WHAT YOU WILL DO:
An exact reproduction of each record is required.

SOURCE DATA:
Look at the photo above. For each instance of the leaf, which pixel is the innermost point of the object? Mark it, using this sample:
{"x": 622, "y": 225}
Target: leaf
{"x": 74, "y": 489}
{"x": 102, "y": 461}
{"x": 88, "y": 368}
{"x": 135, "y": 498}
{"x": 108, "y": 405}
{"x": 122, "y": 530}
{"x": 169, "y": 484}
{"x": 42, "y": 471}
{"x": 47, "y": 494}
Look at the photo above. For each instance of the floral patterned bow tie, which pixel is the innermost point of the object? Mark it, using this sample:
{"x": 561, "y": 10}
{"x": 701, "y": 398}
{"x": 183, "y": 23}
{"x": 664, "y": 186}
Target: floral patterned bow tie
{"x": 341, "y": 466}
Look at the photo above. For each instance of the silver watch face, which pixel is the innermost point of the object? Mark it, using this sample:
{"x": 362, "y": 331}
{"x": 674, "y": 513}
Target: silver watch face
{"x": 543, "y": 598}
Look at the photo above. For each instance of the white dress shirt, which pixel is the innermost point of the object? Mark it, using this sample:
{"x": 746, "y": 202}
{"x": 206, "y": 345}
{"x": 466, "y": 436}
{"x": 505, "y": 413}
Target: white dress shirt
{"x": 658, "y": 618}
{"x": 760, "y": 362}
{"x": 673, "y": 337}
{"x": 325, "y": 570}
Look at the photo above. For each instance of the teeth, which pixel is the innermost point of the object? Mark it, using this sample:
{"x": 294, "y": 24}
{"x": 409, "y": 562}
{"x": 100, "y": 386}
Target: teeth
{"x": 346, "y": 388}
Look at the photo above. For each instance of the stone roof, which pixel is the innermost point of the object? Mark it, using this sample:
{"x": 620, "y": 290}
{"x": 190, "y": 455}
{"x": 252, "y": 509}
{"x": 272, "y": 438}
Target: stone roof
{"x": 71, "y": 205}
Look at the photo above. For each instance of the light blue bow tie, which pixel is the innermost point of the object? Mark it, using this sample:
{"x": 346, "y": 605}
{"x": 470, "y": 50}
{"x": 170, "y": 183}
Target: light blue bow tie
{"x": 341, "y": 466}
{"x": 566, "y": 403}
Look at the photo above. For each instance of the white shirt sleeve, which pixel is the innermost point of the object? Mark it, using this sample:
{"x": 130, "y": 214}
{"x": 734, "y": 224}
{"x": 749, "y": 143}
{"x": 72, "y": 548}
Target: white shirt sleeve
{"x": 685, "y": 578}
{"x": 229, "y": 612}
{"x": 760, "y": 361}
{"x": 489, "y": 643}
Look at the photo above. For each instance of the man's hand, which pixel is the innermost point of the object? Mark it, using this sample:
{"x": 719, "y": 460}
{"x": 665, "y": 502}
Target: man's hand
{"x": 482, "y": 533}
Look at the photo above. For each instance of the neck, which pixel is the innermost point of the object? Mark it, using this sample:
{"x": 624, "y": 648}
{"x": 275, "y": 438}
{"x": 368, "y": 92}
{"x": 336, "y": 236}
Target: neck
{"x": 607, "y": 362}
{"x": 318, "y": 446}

RESPONSE TO THE EXERCISE:
Look at the photo above. For each instance of the leaf, which pixel is the innermost point of the object? Mark it, using this sample:
{"x": 622, "y": 225}
Target: leaf
{"x": 74, "y": 489}
{"x": 102, "y": 461}
{"x": 88, "y": 368}
{"x": 135, "y": 498}
{"x": 108, "y": 405}
{"x": 122, "y": 530}
{"x": 169, "y": 484}
{"x": 42, "y": 471}
{"x": 47, "y": 494}
Look at the photo above. For each instance of the floral patterned bow tie, which pixel is the innermost point of the object? Mark it, using this sample:
{"x": 561, "y": 10}
{"x": 701, "y": 398}
{"x": 183, "y": 23}
{"x": 664, "y": 186}
Target: floral patterned bow tie
{"x": 341, "y": 466}
Look at the photo above. For each instance of the silver watch face, which pixel is the innermost point of the object? Mark it, using this sample:
{"x": 362, "y": 331}
{"x": 674, "y": 513}
Target: silver watch face
{"x": 543, "y": 598}
Look at the photo above. For each instance of the white dress shirt, which pixel is the innermost point of the object? Mark it, using this sample:
{"x": 746, "y": 202}
{"x": 206, "y": 345}
{"x": 466, "y": 436}
{"x": 505, "y": 413}
Target: white dress shirt
{"x": 658, "y": 618}
{"x": 760, "y": 362}
{"x": 673, "y": 337}
{"x": 325, "y": 570}
Look at the photo above. For each instance of the teeth, which pixel is the innermost point of the object? Mark it, using this sample:
{"x": 294, "y": 24}
{"x": 409, "y": 562}
{"x": 100, "y": 386}
Target: teeth
{"x": 346, "y": 388}
Look at the photo above. For each instance of the stone roof, which pixel is the innermost point of the object? Mark it, using this sample:
{"x": 620, "y": 290}
{"x": 190, "y": 455}
{"x": 252, "y": 509}
{"x": 272, "y": 438}
Target: stone roof
{"x": 71, "y": 205}
Look at the photo above. For each instance of the light blue bow tie, which pixel is the innermost point of the object? Mark it, using this sample:
{"x": 346, "y": 605}
{"x": 470, "y": 50}
{"x": 170, "y": 183}
Target: light blue bow tie
{"x": 341, "y": 466}
{"x": 566, "y": 403}
Look at the photo above. For each instance of the white shirt sleeve, which pixel is the innermost point of the object? Mark it, using this sample:
{"x": 130, "y": 214}
{"x": 734, "y": 224}
{"x": 749, "y": 143}
{"x": 72, "y": 548}
Target: white shirt sleeve
{"x": 685, "y": 578}
{"x": 229, "y": 612}
{"x": 760, "y": 361}
{"x": 489, "y": 643}
Look at the photo above. For each instance of the man's hand, which pixel is the innermost point of the object? Mark it, using this sample:
{"x": 719, "y": 460}
{"x": 665, "y": 502}
Target: man's hand
{"x": 482, "y": 533}
Look at the photo above. For each instance of the neck, which pixel is the innermost point of the object? Mark it, using this sample:
{"x": 624, "y": 648}
{"x": 275, "y": 438}
{"x": 368, "y": 92}
{"x": 336, "y": 236}
Target: neck
{"x": 607, "y": 362}
{"x": 318, "y": 446}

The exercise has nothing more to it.